### WHAT THE EXERCISE ASKS
From the first line to the last, write out the records exactly, leaving out images.

(DATA Opens)

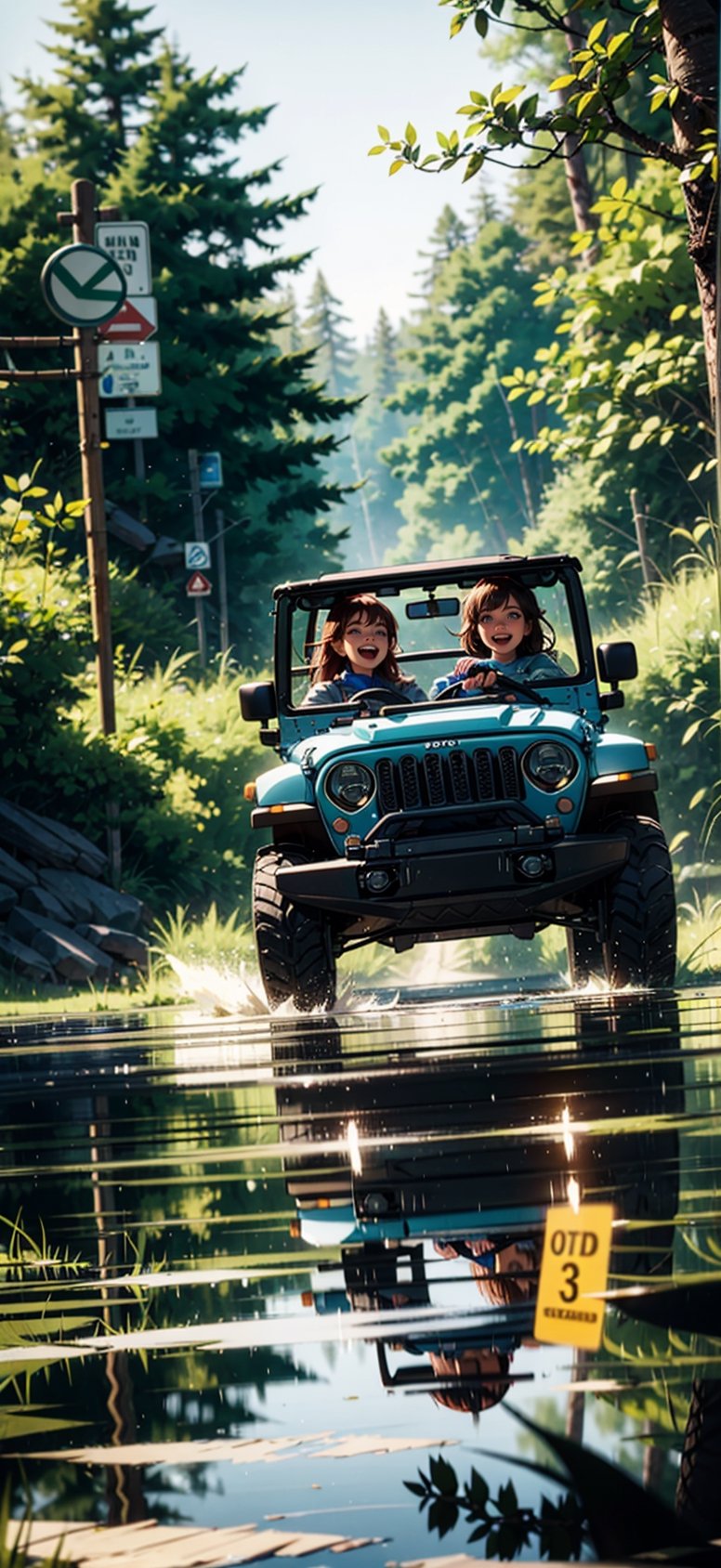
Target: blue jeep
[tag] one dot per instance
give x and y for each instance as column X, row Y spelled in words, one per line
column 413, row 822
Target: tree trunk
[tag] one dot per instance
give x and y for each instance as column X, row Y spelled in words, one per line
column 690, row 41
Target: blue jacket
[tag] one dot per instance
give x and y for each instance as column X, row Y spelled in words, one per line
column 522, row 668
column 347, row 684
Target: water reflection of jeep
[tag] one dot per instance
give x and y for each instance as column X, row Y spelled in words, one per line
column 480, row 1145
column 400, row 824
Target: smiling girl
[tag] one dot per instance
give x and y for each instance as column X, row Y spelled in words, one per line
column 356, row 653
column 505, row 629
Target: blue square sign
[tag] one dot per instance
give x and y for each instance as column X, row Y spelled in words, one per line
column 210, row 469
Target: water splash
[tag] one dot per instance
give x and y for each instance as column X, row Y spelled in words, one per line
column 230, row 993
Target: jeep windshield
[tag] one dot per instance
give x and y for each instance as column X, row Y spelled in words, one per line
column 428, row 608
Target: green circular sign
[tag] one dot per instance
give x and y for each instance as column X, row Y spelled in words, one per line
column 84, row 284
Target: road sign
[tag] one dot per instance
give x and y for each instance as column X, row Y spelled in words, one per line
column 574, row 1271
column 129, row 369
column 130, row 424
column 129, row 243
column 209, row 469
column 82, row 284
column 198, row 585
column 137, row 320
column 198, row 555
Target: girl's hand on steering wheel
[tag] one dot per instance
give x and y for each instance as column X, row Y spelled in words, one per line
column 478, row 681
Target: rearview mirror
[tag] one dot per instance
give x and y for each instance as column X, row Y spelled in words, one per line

(DATA Closes)

### EXERCISE RESPONSE
Target: blue jeep
[tag] one dot per instance
give x and y for each instance as column X, row Y spelled in words, one per line
column 413, row 822
Target: tree trunk
[tag] one dot per instance
give x and y for each instance as column X, row Y spelled in words, one per line
column 690, row 41
Target: blue jacket
[tag] one dot per instance
give x and y for each instance as column X, row Y spelled in words, one per line
column 522, row 668
column 347, row 684
Target: water reflection of jeep
[tag] one dot per instance
give x and y for each instance as column X, row Y spelled in words, one per line
column 480, row 1145
column 400, row 824
Target: smiling girl
[tag] one dot per instance
give x and y for each instance as column X, row Y spelled in words, one per line
column 356, row 653
column 505, row 629
Target: blue square sign
[tag] one dot per instance
give x and y for each instance as column X, row Y spelled in words, one per line
column 210, row 469
Target: water splash
[tag] one dot per instance
give x and y for each instance as column X, row Y spelled in words, one per line
column 230, row 993
Target: jeep windshield
[tag] one dot per instance
give x and y for each instance as column X, row Y spelled in words, one per line
column 428, row 608
Target: green circular sign
[tag] one dot per instance
give x and y for each instance as column X, row Y spelled in words, one per line
column 84, row 284
Target: road sign
[tag] one dot per instance
give x and y for each instance as column X, row Y spelled in words, one per line
column 574, row 1271
column 129, row 369
column 130, row 424
column 129, row 243
column 209, row 469
column 82, row 284
column 198, row 585
column 137, row 320
column 198, row 555
Target: girl's hand on steering wheel
[tag] one dot per instance
give x and y for each instance as column X, row Y spelled in words, one per line
column 478, row 681
Target: rearview mirror
[tag] one dot per instance
give x and y for each instance as column X, row Y spelled in words, one per line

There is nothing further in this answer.